--- THE PROBLEM ---
Can you edit the rows below so that "Query text" becomes "Search phrase" everywhere it occurs, leaving everything else untouched?

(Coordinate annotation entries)
---

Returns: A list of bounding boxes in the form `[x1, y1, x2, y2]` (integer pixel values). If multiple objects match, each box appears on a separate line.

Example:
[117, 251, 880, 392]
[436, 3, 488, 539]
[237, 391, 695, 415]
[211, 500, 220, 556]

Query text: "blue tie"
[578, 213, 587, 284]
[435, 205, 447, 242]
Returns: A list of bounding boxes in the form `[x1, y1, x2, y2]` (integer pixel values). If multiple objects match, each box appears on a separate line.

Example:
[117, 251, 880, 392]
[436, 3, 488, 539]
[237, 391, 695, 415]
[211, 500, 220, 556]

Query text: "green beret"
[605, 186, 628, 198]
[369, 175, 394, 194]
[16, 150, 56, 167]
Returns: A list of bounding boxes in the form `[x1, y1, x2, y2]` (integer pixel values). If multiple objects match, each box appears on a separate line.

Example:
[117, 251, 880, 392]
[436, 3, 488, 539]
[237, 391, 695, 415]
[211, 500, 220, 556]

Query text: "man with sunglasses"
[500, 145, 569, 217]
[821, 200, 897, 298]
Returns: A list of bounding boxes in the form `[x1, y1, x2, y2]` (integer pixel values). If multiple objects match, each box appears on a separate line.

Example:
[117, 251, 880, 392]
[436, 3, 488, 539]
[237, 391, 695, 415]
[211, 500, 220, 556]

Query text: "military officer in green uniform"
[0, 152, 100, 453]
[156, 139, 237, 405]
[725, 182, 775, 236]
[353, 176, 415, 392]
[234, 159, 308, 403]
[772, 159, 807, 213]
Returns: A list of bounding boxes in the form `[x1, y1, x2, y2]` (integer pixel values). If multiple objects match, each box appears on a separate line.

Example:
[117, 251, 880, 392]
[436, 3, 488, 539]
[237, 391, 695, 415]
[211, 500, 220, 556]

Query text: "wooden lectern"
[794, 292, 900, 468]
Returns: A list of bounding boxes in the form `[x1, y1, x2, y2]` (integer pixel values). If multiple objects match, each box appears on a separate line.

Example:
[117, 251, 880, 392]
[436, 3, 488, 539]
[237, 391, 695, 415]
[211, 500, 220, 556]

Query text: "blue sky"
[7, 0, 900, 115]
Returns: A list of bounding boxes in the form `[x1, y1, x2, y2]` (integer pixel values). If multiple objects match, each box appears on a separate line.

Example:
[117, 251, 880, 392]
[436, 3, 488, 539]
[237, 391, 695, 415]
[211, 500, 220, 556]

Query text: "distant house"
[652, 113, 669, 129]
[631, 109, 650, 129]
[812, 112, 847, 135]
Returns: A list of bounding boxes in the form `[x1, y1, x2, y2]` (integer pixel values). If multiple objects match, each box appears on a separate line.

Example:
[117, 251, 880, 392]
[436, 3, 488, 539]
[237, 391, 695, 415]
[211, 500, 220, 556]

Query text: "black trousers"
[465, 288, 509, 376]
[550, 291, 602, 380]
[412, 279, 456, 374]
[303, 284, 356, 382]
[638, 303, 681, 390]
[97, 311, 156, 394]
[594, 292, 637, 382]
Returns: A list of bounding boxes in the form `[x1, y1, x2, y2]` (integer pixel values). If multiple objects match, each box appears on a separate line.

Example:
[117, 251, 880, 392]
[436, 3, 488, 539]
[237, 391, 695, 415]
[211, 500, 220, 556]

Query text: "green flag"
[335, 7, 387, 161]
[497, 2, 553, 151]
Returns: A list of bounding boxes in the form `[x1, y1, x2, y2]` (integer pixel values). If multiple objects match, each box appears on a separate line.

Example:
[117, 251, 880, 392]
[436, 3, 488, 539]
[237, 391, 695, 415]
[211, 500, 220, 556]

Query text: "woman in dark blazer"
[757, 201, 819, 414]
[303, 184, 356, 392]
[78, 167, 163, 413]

---

--- SOLUTION ---
Returns: A list of bounding boxes in the form `[x1, y1, x2, y2]` (integer pixel values). If multiple objects match, each box appears on a separate line.

Example:
[117, 251, 880, 392]
[436, 3, 488, 539]
[237, 391, 695, 415]
[211, 500, 220, 556]

Search phrase: "blue tie"
[578, 213, 587, 284]
[435, 205, 447, 242]
Returns: A list of bounding boxes in the form `[x1, y1, x2, y2]` (integer pixel values). If multiple objects match, each box appears on a separate line.

Example:
[117, 251, 880, 392]
[436, 3, 488, 539]
[237, 391, 695, 415]
[211, 500, 220, 556]

Search phrase: "green beret"
[605, 186, 628, 198]
[369, 175, 394, 194]
[16, 150, 56, 167]
Returns: A list of bounding boxes in the form `[x1, y1, x2, y2]` (integer pixel values). If multiple objects match, each box appears on a separate line.

Example:
[117, 251, 880, 392]
[436, 3, 488, 539]
[237, 391, 695, 415]
[211, 500, 220, 556]

Search phrase: "man with sunglasses"
[500, 145, 569, 217]
[821, 200, 897, 298]
Returns: A list of bounding boxes in the form `[x1, y1, x2, y2]` (integer pixel values). If multiple objects match, each box appears on a separate line.

Example:
[117, 251, 880, 392]
[436, 3, 488, 539]
[237, 391, 695, 415]
[211, 500, 220, 556]

Search phrase: "military officer in green uniform"
[0, 152, 100, 453]
[156, 139, 237, 405]
[725, 182, 775, 236]
[353, 176, 415, 392]
[234, 159, 308, 403]
[772, 159, 807, 213]
Returns: A list of bounding boxes in the form `[x1, y1, x2, y2]` (integer pixel values). If multiple objects match, each box appears on a separate line.

Example:
[117, 251, 880, 392]
[436, 3, 488, 539]
[237, 391, 695, 415]
[211, 500, 220, 556]

Search phrase: "wooden lectern"
[794, 292, 900, 468]
Returns: A list of bounding boxes in the form `[x1, y1, x2, y2]` (integer pixel values). If multiple objects match, each box appears on a separate line.

Example:
[117, 251, 880, 392]
[436, 3, 488, 539]
[237, 391, 695, 415]
[211, 500, 220, 556]

Search phrase: "blue sky"
[7, 0, 900, 115]
Returns: A list of bounding boxes in the form `[x1, y1, x2, y2]` (integer pixel values). If multiple objects match, each box appears on a separate line.

Example:
[117, 251, 880, 392]
[436, 3, 488, 539]
[237, 391, 695, 415]
[211, 500, 220, 556]

Search phrase: "distant house"
[652, 113, 669, 129]
[631, 109, 650, 129]
[812, 112, 847, 135]
Returns: A list of bounding boxes in the form `[x1, y1, x2, y2]` (integer pixel values). If multiple objects match, each box appears on a separate line.

Example:
[117, 251, 880, 392]
[436, 3, 488, 539]
[237, 391, 695, 415]
[211, 500, 220, 556]

Search phrase: "black trousers"
[465, 288, 509, 376]
[550, 291, 602, 380]
[412, 279, 456, 374]
[303, 284, 356, 382]
[638, 303, 681, 390]
[97, 311, 156, 394]
[594, 292, 637, 382]
Returns: A list of bounding boxes in the form `[x1, y1, x2, y2]` (integer pixel values). If multiple objects match, each box appears on a separate line.

Example:
[117, 251, 880, 392]
[436, 3, 488, 539]
[237, 391, 695, 415]
[211, 500, 220, 556]

Search phrase: "green flag"
[335, 7, 387, 161]
[497, 2, 553, 151]
Returns: A list of bounding boxes in the form `[x1, y1, x2, y2]` (integer pixel values). If multiple objects match, each box appears on a separate line.

Example:
[117, 251, 880, 392]
[436, 3, 488, 539]
[237, 391, 695, 415]
[211, 500, 220, 556]

Search phrase: "woman in dark blazer"
[757, 201, 819, 414]
[303, 184, 356, 392]
[78, 167, 163, 413]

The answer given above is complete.